(Region pointing data)
——————————
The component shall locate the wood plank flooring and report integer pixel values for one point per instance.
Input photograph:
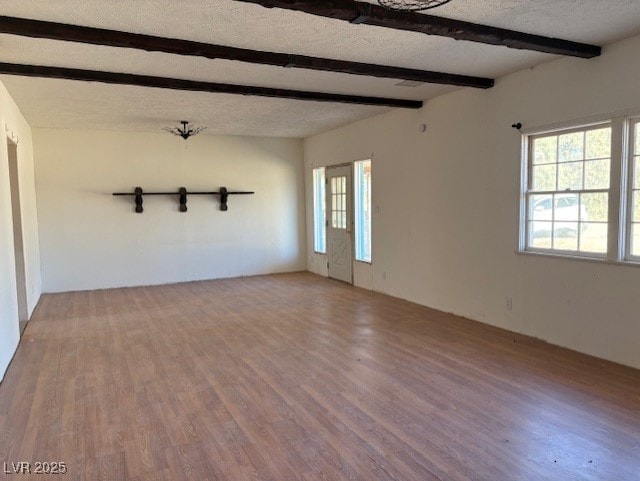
(296, 377)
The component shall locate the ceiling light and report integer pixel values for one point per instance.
(185, 131)
(411, 5)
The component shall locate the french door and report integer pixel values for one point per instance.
(339, 222)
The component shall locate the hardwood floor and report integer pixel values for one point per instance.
(296, 377)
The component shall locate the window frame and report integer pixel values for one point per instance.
(627, 207)
(319, 210)
(528, 139)
(357, 215)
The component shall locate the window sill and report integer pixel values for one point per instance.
(595, 260)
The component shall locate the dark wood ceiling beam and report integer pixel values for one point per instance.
(113, 38)
(197, 86)
(369, 14)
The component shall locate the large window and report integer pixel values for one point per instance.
(581, 191)
(319, 211)
(362, 191)
(567, 192)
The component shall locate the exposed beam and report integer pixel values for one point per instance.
(361, 12)
(113, 38)
(196, 86)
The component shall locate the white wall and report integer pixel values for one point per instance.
(91, 240)
(447, 225)
(16, 128)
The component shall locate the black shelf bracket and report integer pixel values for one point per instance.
(182, 194)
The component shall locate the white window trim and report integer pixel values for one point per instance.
(315, 221)
(613, 214)
(355, 192)
(620, 190)
(626, 214)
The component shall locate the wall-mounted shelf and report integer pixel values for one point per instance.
(182, 194)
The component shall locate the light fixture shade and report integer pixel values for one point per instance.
(185, 131)
(411, 5)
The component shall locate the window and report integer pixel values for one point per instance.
(362, 191)
(319, 211)
(567, 191)
(339, 202)
(581, 191)
(633, 211)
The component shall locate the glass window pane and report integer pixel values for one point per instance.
(593, 237)
(541, 207)
(567, 208)
(545, 150)
(571, 147)
(570, 176)
(565, 236)
(598, 143)
(596, 174)
(544, 177)
(540, 235)
(319, 210)
(594, 207)
(635, 239)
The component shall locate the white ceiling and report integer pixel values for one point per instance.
(71, 104)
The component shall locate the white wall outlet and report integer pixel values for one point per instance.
(508, 303)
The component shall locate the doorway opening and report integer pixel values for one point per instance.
(339, 223)
(18, 243)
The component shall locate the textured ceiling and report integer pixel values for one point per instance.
(70, 104)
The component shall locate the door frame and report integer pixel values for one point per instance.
(350, 217)
(18, 233)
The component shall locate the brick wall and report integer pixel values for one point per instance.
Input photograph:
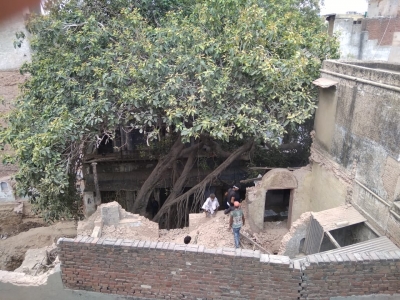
(169, 271)
(326, 276)
(160, 270)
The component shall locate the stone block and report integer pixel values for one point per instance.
(110, 214)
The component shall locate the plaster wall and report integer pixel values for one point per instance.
(327, 191)
(378, 8)
(302, 196)
(325, 116)
(22, 286)
(365, 145)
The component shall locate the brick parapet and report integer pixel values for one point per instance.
(161, 270)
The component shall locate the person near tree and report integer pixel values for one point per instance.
(231, 196)
(236, 222)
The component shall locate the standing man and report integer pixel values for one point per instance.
(236, 221)
(211, 205)
(231, 196)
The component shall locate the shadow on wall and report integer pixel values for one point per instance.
(28, 287)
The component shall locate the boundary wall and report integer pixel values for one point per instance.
(159, 270)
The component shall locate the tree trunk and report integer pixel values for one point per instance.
(163, 164)
(180, 183)
(205, 181)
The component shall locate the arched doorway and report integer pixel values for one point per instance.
(273, 195)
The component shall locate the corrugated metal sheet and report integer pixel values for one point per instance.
(379, 244)
(338, 217)
(315, 234)
(375, 245)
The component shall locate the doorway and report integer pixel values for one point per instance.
(277, 205)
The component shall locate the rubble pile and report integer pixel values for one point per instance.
(211, 232)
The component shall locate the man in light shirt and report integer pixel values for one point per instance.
(211, 205)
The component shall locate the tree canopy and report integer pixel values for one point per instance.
(220, 69)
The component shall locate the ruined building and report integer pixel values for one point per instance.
(342, 209)
(11, 59)
(375, 36)
(355, 156)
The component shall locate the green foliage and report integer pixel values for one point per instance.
(230, 69)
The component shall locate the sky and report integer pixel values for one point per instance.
(343, 6)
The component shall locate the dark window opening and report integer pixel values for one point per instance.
(326, 244)
(276, 205)
(106, 146)
(301, 246)
(4, 187)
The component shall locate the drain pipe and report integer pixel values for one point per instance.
(382, 85)
(97, 200)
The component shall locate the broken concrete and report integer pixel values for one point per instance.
(111, 220)
(34, 260)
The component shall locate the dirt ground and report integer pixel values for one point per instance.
(212, 232)
(12, 224)
(19, 232)
(12, 250)
(215, 233)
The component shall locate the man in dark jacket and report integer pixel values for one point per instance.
(231, 196)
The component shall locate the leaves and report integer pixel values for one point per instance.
(229, 69)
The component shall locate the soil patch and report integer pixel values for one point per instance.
(13, 249)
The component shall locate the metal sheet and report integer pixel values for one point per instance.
(315, 234)
(379, 244)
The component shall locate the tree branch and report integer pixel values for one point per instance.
(205, 181)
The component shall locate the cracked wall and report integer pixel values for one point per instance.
(356, 158)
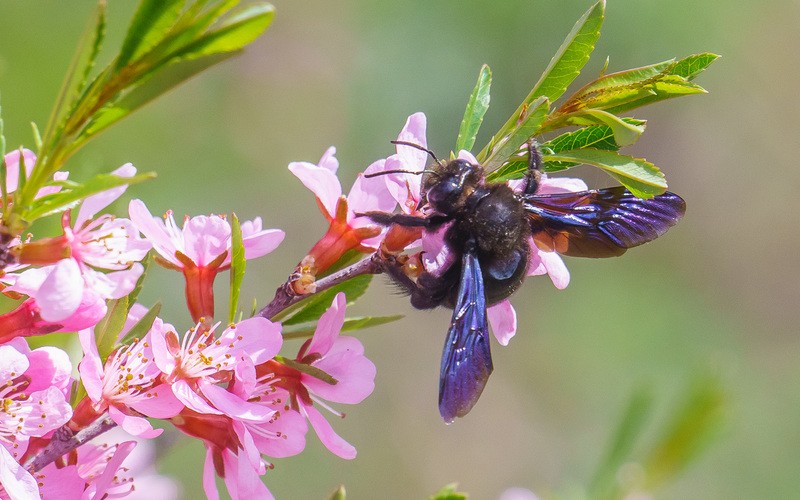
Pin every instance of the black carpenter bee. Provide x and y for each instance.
(490, 231)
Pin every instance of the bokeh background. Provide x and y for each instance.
(718, 294)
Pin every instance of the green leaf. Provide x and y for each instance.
(238, 265)
(641, 177)
(149, 26)
(107, 330)
(571, 57)
(157, 85)
(625, 90)
(75, 80)
(140, 329)
(526, 127)
(564, 67)
(619, 452)
(72, 193)
(449, 493)
(192, 23)
(339, 494)
(625, 133)
(234, 33)
(476, 109)
(692, 427)
(311, 309)
(595, 136)
(308, 369)
(691, 66)
(350, 324)
(3, 170)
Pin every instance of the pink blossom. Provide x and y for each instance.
(31, 413)
(346, 231)
(106, 243)
(195, 365)
(366, 193)
(26, 320)
(350, 376)
(127, 384)
(241, 478)
(16, 483)
(200, 249)
(283, 435)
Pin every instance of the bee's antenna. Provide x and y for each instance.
(417, 146)
(398, 171)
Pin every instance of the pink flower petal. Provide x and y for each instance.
(210, 477)
(259, 337)
(234, 406)
(328, 326)
(16, 482)
(206, 238)
(559, 274)
(355, 374)
(321, 181)
(49, 366)
(154, 230)
(63, 483)
(160, 403)
(555, 185)
(90, 367)
(328, 160)
(101, 484)
(292, 440)
(243, 481)
(135, 426)
(413, 132)
(191, 399)
(61, 292)
(47, 410)
(370, 193)
(503, 320)
(328, 436)
(12, 364)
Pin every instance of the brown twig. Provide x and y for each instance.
(286, 297)
(64, 441)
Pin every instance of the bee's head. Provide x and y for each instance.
(447, 188)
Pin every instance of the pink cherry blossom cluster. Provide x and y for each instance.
(225, 384)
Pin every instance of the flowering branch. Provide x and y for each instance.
(65, 440)
(285, 296)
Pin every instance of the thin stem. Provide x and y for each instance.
(285, 297)
(64, 441)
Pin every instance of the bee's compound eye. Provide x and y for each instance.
(442, 195)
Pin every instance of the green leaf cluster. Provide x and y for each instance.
(167, 42)
(594, 113)
(691, 425)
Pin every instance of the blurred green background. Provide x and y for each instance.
(719, 293)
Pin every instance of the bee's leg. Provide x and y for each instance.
(426, 293)
(534, 174)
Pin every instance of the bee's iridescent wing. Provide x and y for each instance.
(466, 359)
(600, 223)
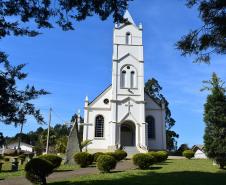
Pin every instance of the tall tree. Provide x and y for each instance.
(153, 89)
(215, 119)
(16, 104)
(210, 38)
(2, 139)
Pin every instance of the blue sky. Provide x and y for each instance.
(77, 63)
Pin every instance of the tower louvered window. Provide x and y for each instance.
(99, 126)
(151, 127)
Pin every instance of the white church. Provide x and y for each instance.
(123, 115)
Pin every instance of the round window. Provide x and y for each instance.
(106, 101)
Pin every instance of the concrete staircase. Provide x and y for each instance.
(130, 150)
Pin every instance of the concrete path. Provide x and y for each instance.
(58, 176)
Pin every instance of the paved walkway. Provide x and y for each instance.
(58, 176)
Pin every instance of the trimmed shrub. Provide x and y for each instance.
(106, 163)
(37, 170)
(113, 154)
(188, 154)
(159, 156)
(6, 159)
(54, 159)
(22, 158)
(96, 155)
(143, 161)
(162, 155)
(83, 159)
(120, 154)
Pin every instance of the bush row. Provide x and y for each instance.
(144, 161)
(188, 154)
(105, 161)
(37, 169)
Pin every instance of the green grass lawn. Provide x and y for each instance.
(172, 172)
(7, 173)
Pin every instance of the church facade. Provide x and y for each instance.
(123, 115)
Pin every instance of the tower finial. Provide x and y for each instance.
(129, 18)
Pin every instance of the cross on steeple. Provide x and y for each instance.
(129, 105)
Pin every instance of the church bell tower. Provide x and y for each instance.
(128, 82)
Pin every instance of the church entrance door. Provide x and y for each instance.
(128, 134)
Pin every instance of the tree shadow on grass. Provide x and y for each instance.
(62, 171)
(153, 178)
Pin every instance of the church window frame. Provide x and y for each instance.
(99, 126)
(151, 130)
(129, 78)
(132, 79)
(128, 38)
(123, 79)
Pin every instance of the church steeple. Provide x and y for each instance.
(129, 18)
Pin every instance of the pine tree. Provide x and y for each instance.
(215, 119)
(153, 89)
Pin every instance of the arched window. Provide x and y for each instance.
(123, 81)
(128, 38)
(99, 126)
(151, 127)
(132, 79)
(128, 77)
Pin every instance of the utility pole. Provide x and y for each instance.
(47, 142)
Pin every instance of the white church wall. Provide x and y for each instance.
(99, 143)
(126, 102)
(158, 142)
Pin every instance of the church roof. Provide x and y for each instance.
(129, 18)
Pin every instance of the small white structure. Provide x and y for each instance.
(123, 115)
(199, 152)
(24, 146)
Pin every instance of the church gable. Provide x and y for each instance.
(103, 99)
(151, 103)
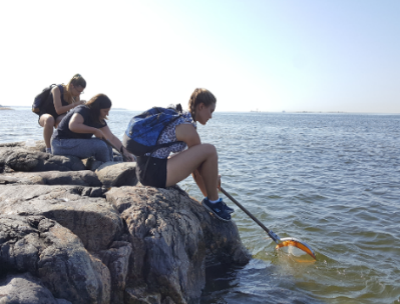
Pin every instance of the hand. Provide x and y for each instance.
(99, 134)
(128, 156)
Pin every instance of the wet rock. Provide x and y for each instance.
(26, 289)
(173, 237)
(56, 256)
(93, 220)
(20, 159)
(91, 163)
(113, 174)
(82, 178)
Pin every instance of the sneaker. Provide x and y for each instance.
(218, 209)
(227, 208)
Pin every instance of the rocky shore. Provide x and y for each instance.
(82, 231)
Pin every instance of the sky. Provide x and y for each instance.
(272, 56)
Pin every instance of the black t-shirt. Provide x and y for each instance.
(63, 131)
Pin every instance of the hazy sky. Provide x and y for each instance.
(292, 55)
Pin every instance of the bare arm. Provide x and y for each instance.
(188, 134)
(76, 125)
(60, 109)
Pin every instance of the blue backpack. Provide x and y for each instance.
(145, 129)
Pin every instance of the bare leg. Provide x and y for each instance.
(58, 120)
(203, 157)
(47, 122)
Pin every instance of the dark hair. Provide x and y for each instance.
(176, 107)
(96, 103)
(200, 96)
(77, 80)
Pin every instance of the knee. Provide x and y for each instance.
(49, 122)
(210, 150)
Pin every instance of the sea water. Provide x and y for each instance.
(331, 180)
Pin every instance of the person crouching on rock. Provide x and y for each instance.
(74, 133)
(201, 160)
(63, 98)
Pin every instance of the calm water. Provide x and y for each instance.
(331, 180)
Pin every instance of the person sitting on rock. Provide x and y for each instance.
(74, 133)
(63, 98)
(201, 160)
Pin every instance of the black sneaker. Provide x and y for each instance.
(218, 209)
(227, 208)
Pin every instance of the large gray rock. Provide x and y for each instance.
(117, 260)
(31, 145)
(26, 289)
(96, 222)
(172, 236)
(82, 178)
(56, 256)
(113, 174)
(20, 159)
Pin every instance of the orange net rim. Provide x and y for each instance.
(296, 243)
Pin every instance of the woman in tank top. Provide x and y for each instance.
(62, 99)
(199, 159)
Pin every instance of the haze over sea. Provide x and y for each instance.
(331, 180)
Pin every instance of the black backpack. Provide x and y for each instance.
(41, 99)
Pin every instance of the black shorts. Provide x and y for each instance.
(152, 171)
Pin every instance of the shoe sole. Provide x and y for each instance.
(218, 217)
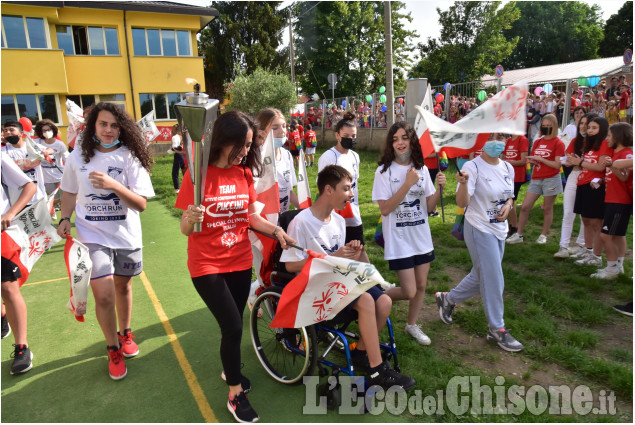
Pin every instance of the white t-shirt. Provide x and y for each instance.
(101, 216)
(350, 161)
(21, 158)
(489, 186)
(406, 229)
(316, 235)
(286, 178)
(52, 174)
(12, 178)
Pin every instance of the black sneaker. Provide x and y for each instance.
(244, 382)
(241, 409)
(22, 357)
(445, 308)
(6, 329)
(385, 377)
(626, 309)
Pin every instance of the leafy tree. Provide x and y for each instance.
(471, 42)
(555, 32)
(245, 35)
(347, 38)
(252, 91)
(618, 32)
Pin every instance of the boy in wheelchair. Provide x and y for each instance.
(320, 229)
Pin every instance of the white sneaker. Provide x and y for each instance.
(590, 260)
(416, 332)
(514, 239)
(607, 273)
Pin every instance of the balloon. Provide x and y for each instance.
(593, 80)
(27, 125)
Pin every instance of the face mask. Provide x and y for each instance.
(278, 142)
(12, 139)
(348, 142)
(404, 157)
(494, 148)
(103, 145)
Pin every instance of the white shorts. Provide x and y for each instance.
(119, 262)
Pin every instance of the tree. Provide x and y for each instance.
(347, 38)
(554, 32)
(471, 42)
(253, 91)
(618, 32)
(245, 35)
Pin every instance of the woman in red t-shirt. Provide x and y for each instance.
(618, 200)
(589, 197)
(219, 257)
(545, 179)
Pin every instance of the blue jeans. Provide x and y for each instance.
(486, 276)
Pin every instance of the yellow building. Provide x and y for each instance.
(135, 54)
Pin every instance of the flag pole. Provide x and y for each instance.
(273, 237)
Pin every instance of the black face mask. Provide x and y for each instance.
(12, 139)
(348, 142)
——————————
- _Work to be completed_
Restate, word for word, the final stretch of the entries above: the line containing "Pin every instance of the flag" and every line after it, up to and including the last.

- _Task result_
Pin every instance of the flag pole. Provide x and y for each instance.
(273, 237)
Pin every instance of the black face mask. Provide x and y for each instance.
(12, 139)
(348, 142)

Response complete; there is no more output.